*** Opening of Excerpted passage ***
Projects can be thought of as a portfolio of investments that an organization must manage to gain returns. Integrating PM best practices into the proposal management process provides a more comprehensive approach to managing this portfolio. Rather than viewing proposal management as a stand-alone process or, worse, a wheel that must be recreated with every new bid, BD teams work with PM teams to create a sustainable, streamlined, and integrated approach to proposal development.
This integration provides BD and PM teams with a common language and similar tools, which benefits both teams:
- BD can handle the detailed planning and move into execution more quickly and accurately, with fewer disruptions
- PM and BD teams benefit from lessons learned captured during execution, especially for future, similar projects
Figure 1 illustrates the integration between BD and PM.
2. Adopt an integrated project lifecycle and make PM products an integral part of your offer document.
*** Close of Excerpted passage ***
*** Opening of Information provided ***
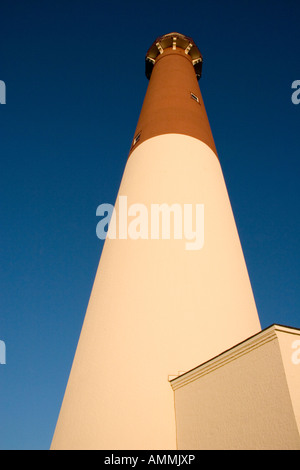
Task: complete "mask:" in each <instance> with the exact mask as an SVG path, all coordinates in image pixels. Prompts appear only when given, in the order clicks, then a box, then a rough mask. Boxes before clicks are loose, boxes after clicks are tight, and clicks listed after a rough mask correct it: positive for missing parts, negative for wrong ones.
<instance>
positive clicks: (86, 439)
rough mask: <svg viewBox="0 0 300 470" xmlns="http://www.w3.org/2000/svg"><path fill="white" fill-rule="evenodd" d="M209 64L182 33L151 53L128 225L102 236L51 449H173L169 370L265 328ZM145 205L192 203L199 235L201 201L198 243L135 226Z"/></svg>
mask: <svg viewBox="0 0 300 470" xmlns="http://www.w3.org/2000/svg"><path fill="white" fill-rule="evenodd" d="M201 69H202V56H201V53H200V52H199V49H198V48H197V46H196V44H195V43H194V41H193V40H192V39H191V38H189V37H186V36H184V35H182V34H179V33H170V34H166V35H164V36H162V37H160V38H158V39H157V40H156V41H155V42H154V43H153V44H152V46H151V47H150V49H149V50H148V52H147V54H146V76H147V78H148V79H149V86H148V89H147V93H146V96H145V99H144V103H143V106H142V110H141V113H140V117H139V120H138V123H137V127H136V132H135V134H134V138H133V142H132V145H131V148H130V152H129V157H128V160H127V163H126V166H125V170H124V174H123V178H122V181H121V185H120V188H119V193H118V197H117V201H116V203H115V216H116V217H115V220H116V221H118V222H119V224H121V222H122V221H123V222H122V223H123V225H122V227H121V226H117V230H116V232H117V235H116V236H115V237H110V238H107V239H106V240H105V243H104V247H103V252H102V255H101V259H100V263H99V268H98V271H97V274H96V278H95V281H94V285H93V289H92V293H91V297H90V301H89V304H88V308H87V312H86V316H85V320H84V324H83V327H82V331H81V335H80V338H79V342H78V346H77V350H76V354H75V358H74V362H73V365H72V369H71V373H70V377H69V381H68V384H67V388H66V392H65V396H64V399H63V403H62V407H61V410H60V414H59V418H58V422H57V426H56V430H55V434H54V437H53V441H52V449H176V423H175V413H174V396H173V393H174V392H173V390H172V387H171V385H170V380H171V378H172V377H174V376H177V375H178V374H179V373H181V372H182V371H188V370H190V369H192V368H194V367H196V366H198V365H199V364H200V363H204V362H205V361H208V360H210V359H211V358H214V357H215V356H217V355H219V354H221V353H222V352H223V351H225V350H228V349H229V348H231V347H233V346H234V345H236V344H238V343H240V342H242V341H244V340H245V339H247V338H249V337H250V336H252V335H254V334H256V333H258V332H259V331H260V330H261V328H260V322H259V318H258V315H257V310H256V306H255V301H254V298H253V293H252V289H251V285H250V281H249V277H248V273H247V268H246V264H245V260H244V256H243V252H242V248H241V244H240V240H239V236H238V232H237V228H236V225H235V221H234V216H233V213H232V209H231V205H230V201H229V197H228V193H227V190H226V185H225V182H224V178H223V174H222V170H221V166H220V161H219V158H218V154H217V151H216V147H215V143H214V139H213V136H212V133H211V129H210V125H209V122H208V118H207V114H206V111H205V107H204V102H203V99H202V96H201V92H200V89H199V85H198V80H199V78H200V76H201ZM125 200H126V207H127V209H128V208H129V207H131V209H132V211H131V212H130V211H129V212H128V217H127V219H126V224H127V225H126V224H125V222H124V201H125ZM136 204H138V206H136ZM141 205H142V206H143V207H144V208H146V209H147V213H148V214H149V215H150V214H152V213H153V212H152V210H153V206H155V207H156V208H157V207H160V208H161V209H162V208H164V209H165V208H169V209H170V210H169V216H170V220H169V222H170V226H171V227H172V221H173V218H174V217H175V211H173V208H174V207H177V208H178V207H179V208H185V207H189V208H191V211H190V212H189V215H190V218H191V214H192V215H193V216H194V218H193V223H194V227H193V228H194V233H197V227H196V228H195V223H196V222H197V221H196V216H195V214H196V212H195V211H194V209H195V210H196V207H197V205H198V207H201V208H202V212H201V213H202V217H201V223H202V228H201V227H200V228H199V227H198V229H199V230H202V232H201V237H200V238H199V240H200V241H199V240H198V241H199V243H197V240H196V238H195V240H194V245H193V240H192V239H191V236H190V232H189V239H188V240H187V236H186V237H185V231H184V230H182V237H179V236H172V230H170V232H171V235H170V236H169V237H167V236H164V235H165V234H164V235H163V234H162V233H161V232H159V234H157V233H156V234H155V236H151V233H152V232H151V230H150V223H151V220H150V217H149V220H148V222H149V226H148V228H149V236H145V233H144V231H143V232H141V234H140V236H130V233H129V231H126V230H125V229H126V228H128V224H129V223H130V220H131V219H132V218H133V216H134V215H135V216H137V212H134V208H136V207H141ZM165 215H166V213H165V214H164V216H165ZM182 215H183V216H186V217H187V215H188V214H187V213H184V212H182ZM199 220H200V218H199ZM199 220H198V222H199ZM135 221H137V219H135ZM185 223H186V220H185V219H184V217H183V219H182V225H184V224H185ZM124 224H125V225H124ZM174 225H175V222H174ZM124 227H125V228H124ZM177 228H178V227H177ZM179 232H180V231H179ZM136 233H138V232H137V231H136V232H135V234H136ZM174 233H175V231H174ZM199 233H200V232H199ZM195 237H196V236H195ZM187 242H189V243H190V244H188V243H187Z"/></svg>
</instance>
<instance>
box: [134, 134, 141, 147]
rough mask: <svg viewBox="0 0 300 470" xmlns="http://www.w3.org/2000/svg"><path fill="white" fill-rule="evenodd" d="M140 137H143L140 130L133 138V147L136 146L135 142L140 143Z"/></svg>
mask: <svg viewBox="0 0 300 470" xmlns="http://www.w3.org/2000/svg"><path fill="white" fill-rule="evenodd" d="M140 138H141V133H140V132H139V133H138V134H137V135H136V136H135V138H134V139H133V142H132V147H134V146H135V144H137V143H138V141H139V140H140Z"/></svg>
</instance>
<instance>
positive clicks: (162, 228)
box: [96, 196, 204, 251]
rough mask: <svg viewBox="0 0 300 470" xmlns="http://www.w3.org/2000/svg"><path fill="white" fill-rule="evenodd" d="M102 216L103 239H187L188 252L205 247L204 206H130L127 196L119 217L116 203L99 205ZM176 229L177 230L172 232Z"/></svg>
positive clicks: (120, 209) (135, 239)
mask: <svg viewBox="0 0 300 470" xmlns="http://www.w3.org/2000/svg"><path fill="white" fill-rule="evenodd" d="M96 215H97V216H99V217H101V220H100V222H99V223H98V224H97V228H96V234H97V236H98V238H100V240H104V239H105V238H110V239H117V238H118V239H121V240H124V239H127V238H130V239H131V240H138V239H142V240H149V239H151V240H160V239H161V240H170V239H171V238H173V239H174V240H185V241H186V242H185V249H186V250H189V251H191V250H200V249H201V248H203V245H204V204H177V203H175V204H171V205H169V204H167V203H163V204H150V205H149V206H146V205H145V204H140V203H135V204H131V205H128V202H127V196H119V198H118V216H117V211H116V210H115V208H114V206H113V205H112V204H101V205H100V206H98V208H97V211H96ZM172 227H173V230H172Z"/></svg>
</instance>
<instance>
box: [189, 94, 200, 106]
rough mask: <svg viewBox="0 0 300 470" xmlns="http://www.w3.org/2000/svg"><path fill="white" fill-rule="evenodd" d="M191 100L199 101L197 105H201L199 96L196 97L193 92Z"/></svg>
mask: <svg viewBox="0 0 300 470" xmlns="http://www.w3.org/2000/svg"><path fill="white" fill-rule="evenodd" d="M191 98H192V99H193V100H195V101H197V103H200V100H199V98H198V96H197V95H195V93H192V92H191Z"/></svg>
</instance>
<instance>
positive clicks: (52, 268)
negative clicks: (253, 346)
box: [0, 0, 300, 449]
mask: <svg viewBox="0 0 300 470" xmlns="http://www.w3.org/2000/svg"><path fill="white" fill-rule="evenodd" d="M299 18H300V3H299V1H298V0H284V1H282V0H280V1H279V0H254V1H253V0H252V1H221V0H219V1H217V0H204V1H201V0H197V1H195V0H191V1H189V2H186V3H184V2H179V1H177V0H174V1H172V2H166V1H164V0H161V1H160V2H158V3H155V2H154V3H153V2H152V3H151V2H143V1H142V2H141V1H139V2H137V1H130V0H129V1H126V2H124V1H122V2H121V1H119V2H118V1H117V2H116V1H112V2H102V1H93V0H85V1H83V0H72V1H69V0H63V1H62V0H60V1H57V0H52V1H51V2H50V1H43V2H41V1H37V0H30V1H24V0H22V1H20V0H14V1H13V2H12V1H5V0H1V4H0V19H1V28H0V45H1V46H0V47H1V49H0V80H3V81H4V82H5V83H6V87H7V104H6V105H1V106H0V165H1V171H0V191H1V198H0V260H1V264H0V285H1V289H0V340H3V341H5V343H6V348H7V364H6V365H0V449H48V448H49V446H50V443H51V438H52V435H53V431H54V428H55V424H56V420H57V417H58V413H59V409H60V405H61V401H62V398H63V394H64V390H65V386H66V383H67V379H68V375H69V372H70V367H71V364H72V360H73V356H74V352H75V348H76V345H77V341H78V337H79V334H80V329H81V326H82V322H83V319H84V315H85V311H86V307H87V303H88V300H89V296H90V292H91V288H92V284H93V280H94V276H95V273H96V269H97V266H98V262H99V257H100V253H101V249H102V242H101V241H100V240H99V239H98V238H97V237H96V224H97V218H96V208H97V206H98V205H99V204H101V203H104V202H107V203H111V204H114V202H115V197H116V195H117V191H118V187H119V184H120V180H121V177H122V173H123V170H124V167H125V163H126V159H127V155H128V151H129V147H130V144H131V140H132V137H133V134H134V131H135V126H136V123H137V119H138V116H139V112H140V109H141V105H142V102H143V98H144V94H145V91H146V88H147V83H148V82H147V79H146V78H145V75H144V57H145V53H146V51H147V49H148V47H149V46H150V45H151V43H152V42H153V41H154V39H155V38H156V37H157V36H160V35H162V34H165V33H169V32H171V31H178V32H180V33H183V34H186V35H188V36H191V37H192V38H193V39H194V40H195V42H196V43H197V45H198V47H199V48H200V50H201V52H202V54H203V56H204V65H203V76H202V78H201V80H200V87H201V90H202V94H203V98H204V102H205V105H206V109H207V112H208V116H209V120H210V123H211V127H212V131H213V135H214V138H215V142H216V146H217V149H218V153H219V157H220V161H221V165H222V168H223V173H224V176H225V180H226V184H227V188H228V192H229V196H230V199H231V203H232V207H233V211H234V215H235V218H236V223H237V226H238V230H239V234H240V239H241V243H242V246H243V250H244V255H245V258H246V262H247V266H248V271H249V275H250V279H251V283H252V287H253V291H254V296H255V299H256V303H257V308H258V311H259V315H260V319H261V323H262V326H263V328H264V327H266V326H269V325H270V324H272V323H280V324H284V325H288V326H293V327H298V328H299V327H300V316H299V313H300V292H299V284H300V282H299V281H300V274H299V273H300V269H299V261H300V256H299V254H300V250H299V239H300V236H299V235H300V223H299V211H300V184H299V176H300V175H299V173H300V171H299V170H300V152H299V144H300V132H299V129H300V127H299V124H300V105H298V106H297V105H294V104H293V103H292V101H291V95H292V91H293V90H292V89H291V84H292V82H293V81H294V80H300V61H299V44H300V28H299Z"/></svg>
*** Close of Information provided ***
*** Opening of Information provided ***
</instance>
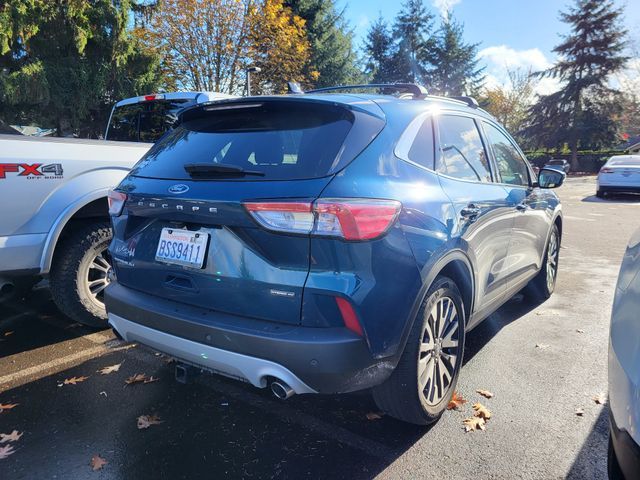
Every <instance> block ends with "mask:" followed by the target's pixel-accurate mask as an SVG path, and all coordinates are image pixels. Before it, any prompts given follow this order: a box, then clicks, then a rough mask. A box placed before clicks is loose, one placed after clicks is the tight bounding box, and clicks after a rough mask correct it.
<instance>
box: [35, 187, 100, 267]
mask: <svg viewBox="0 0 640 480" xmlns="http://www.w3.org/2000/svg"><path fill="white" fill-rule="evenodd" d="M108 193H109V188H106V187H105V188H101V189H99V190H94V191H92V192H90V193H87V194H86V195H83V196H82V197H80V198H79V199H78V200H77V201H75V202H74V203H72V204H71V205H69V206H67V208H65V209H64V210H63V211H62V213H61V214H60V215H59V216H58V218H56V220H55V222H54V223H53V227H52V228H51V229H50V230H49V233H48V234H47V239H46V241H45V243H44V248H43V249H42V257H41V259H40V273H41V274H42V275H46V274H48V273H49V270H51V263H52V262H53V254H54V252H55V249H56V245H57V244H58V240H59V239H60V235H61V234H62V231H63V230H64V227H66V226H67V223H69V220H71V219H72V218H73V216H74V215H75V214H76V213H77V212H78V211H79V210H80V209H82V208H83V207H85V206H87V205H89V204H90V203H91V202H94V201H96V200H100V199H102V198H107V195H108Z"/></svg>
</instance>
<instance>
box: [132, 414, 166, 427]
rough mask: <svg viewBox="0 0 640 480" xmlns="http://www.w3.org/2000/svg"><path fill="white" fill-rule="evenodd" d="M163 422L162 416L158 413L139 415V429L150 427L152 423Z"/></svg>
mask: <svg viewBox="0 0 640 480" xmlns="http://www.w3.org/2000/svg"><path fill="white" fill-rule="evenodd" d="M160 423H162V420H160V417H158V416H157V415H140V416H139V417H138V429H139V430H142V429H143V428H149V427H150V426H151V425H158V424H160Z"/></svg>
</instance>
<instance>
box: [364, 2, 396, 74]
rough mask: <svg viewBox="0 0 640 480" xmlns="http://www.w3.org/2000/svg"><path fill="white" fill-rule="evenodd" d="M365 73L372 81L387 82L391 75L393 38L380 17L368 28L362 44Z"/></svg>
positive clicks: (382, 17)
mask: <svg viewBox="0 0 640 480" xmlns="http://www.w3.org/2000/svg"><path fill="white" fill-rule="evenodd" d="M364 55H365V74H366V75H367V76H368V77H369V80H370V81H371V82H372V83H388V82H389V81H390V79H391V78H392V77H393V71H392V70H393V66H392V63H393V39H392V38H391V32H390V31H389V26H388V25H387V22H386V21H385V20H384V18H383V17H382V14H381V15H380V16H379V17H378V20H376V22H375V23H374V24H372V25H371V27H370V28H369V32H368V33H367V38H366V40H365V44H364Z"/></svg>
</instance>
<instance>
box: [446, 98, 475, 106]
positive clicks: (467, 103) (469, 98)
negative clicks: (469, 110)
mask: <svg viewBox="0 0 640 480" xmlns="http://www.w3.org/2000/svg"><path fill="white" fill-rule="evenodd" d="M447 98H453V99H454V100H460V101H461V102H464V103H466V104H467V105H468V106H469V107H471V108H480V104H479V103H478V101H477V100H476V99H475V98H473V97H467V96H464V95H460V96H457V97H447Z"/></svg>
*** Close of Information provided ***
*** Opening of Information provided ***
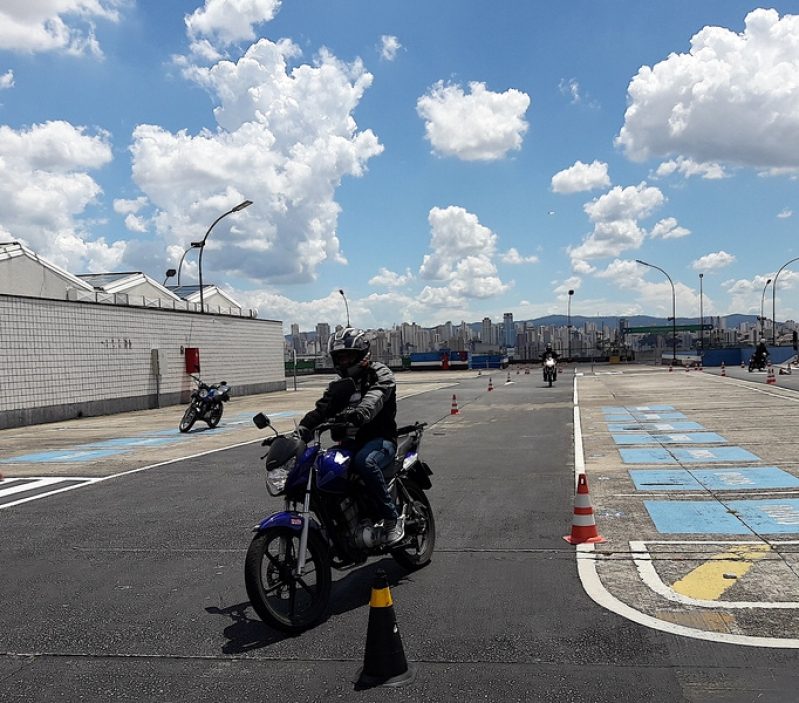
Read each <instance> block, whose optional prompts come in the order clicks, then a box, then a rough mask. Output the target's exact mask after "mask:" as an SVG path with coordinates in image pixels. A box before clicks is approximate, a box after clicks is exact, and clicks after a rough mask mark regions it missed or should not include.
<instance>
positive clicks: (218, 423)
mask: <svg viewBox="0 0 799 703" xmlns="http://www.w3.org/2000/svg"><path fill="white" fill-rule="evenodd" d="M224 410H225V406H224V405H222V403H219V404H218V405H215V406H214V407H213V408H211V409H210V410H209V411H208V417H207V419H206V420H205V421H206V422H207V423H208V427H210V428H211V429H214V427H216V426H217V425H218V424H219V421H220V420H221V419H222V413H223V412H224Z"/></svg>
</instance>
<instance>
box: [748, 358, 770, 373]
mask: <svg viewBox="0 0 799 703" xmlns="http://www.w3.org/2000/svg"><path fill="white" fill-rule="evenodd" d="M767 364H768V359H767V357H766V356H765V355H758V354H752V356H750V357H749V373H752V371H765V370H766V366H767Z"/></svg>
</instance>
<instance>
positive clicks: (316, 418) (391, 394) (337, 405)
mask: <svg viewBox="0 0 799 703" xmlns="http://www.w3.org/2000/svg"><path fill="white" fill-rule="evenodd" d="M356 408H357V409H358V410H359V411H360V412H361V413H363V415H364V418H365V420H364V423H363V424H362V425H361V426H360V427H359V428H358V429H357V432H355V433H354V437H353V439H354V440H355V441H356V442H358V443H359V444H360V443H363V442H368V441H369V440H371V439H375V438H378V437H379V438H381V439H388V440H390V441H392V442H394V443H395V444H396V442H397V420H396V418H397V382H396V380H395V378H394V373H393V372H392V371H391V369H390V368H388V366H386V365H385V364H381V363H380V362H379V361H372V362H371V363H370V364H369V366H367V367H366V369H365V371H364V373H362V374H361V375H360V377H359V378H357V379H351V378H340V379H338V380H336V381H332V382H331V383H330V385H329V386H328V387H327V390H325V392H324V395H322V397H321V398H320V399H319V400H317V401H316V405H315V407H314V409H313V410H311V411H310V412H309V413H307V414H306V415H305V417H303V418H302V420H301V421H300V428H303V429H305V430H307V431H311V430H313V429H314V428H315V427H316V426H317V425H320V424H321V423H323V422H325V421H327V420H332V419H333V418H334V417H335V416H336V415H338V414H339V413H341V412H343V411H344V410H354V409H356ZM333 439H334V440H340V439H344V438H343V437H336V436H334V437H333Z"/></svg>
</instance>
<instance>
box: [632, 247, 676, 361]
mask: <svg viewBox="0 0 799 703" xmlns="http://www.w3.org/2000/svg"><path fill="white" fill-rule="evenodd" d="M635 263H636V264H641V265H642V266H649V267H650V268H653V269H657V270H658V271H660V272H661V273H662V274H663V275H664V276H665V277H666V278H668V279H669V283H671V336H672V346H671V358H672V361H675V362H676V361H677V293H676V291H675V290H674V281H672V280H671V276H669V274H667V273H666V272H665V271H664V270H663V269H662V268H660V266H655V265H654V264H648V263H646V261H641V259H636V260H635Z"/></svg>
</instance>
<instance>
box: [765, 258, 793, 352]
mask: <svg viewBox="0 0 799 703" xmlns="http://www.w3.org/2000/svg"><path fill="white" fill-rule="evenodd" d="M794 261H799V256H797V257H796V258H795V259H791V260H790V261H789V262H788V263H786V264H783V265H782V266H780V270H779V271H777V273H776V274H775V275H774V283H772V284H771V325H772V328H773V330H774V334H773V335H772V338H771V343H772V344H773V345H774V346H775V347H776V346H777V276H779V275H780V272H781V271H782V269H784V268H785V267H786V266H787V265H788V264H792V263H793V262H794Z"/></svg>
*** Close of Information provided ***
• Exercises to complete:
- a) Translate this sentence from the passage on proposal management into Spanish: "Projects can be thought of as a portfolio of investments that an organization must manage to gain returns."
- b) According to the passage on proposal management, what does integration give BD and PM teams?
The stored lines are separate from the passage on proposal management.

• Answers to the exercise:
- a) Los proyectos pueden considerarse una cartera de inversiones que una organización debe gestionar para obtener rendimientos.

- b) A common language and similar tools.